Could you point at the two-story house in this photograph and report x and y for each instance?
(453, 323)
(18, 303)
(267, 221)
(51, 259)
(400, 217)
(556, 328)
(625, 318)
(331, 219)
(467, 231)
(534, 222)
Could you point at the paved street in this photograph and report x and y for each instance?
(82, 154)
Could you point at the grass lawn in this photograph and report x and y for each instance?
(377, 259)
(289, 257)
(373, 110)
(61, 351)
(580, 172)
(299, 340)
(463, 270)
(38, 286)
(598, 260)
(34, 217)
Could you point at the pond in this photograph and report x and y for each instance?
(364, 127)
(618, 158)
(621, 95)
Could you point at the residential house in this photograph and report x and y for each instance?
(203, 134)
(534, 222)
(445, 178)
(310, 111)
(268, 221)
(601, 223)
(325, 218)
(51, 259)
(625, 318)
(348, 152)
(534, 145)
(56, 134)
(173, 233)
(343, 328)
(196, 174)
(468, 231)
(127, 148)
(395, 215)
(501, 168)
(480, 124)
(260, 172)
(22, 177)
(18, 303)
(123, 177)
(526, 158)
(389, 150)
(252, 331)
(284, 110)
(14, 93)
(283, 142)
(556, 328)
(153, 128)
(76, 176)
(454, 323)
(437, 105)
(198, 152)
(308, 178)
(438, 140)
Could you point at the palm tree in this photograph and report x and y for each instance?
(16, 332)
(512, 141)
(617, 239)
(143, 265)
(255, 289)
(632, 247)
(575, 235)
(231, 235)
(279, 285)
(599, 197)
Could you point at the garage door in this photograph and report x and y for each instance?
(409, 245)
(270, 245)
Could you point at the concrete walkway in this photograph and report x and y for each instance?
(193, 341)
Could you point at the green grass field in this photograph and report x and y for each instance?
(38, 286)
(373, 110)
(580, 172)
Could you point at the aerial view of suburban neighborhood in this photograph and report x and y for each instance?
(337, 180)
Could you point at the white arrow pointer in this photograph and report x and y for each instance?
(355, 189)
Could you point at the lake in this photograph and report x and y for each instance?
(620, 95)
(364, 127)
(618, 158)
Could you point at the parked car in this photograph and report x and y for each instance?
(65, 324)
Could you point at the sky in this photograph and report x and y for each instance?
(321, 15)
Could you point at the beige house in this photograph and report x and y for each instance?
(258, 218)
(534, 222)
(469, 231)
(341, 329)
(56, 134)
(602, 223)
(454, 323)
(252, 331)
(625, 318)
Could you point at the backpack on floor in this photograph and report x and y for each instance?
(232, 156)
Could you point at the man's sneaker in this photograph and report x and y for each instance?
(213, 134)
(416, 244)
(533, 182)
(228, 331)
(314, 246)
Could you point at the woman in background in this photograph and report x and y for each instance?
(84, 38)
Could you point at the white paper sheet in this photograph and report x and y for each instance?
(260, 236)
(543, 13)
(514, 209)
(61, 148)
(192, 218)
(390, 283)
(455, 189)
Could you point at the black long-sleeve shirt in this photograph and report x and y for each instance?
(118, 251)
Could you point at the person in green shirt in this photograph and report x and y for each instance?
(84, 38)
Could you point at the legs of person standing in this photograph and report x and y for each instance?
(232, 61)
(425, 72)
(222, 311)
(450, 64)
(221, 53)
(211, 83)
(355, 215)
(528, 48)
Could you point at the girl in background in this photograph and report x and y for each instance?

┄┄┄┄┄┄┄┄┄┄

把上面的全部材料转换为一个 JSON 字符串列表，每一行对应一个字符串，空行略去。

» **任务答复**:
[
  "Could you point at the two-story house in this photograph and report x and y for each instance?",
  "(453, 323)",
  "(18, 303)",
  "(267, 221)",
  "(51, 259)",
  "(400, 217)",
  "(556, 328)",
  "(625, 318)",
  "(331, 219)",
  "(467, 231)",
  "(534, 222)",
  "Could you point at the paved street in this photograph and report x and y for each instance?",
  "(82, 154)",
  "Could you point at the grass lawn in this photograph and report x and y for each instance?",
  "(377, 259)",
  "(289, 257)",
  "(373, 110)",
  "(61, 351)",
  "(580, 172)",
  "(299, 340)",
  "(463, 270)",
  "(38, 286)",
  "(598, 260)",
  "(34, 217)",
  "Could you point at the pond in this photograph and report x and y for each instance?",
  "(364, 127)",
  "(618, 158)",
  "(621, 95)",
  "Could you point at the residential house in this photograph and report x and y for each instance?",
  "(203, 134)",
  "(534, 222)",
  "(445, 178)",
  "(310, 111)",
  "(268, 221)",
  "(601, 223)",
  "(325, 218)",
  "(51, 259)",
  "(625, 318)",
  "(348, 152)",
  "(534, 145)",
  "(56, 134)",
  "(173, 233)",
  "(343, 328)",
  "(196, 174)",
  "(468, 231)",
  "(127, 148)",
  "(395, 215)",
  "(501, 168)",
  "(480, 124)",
  "(260, 172)",
  "(22, 177)",
  "(18, 303)",
  "(123, 177)",
  "(526, 158)",
  "(389, 150)",
  "(252, 331)",
  "(284, 110)",
  "(14, 93)",
  "(283, 142)",
  "(556, 328)",
  "(153, 128)",
  "(76, 176)",
  "(454, 323)",
  "(437, 105)",
  "(198, 152)",
  "(308, 178)",
  "(438, 140)",
  "Could you point at the palm tree in this photograph and report x and y for each instance?",
  "(16, 332)",
  "(512, 141)",
  "(617, 239)",
  "(143, 265)",
  "(255, 289)",
  "(632, 247)",
  "(575, 235)",
  "(231, 235)",
  "(279, 285)",
  "(599, 197)",
  "Could you point at the garage door in this photograph and report x and y for each instance?",
  "(409, 245)",
  "(270, 245)",
  "Could you point at the concrete walkway in this photograph and report x and y for each instance?",
  "(193, 341)",
  "Could you point at the green grass field in this photograph and report x and y for each instance?",
  "(38, 286)",
  "(373, 110)",
  "(580, 172)",
  "Could you point at the aerial view of suburban neighborhood in this photograph and report x and y for each instance?",
  "(337, 180)",
  "Could you point at the white arrow pointer in this photograph and report x and y for each instance?",
  "(355, 189)",
  "Could you point at the lake in this photograph and report x and y for each instance?",
  "(620, 95)",
  "(364, 127)",
  "(618, 158)",
  "Could you point at the parked car in this photograph and report x and y for each instance?",
  "(65, 324)",
  "Could you point at the sky in this photograph and report x and y for each instance?",
  "(321, 15)",
  "Could you point at the beige house in this photograph and report x and y for each instance?",
  "(258, 218)",
  "(534, 222)",
  "(469, 231)",
  "(341, 329)",
  "(56, 134)",
  "(602, 223)",
  "(454, 323)",
  "(252, 331)",
  "(625, 318)",
  "Could you point at the backpack on floor in this photograph and report x and y for each instance?",
  "(232, 156)",
  "Could you point at the man's sneaker in this photograph and report x and y for each instance?",
  "(213, 134)",
  "(416, 244)",
  "(533, 182)",
  "(228, 331)",
  "(314, 246)",
  "Could you point at the woman in background in this photograph and report x and y for each instance?",
  "(84, 38)",
  "Could you point at the white paper sheet in this photograph and report x and y for each instance?",
  "(260, 236)",
  "(543, 13)",
  "(514, 209)",
  "(61, 148)",
  "(192, 218)",
  "(390, 283)",
  "(455, 189)",
  "Could you point at the black long-sleeve shirt in this photograph and report x and y for each instance?",
  "(118, 251)",
  "Could you point at the person in green shirt in this photograph and report x and y for each instance?",
  "(84, 38)",
  "Could you point at the legs of person standing in this photograph and report x and y for each instance?",
  "(232, 61)",
  "(425, 72)",
  "(222, 311)",
  "(450, 64)",
  "(221, 53)",
  "(211, 83)",
  "(355, 215)",
  "(528, 48)",
  "Could you point at the girl in background in this photograph and report x and y for each instance?"
]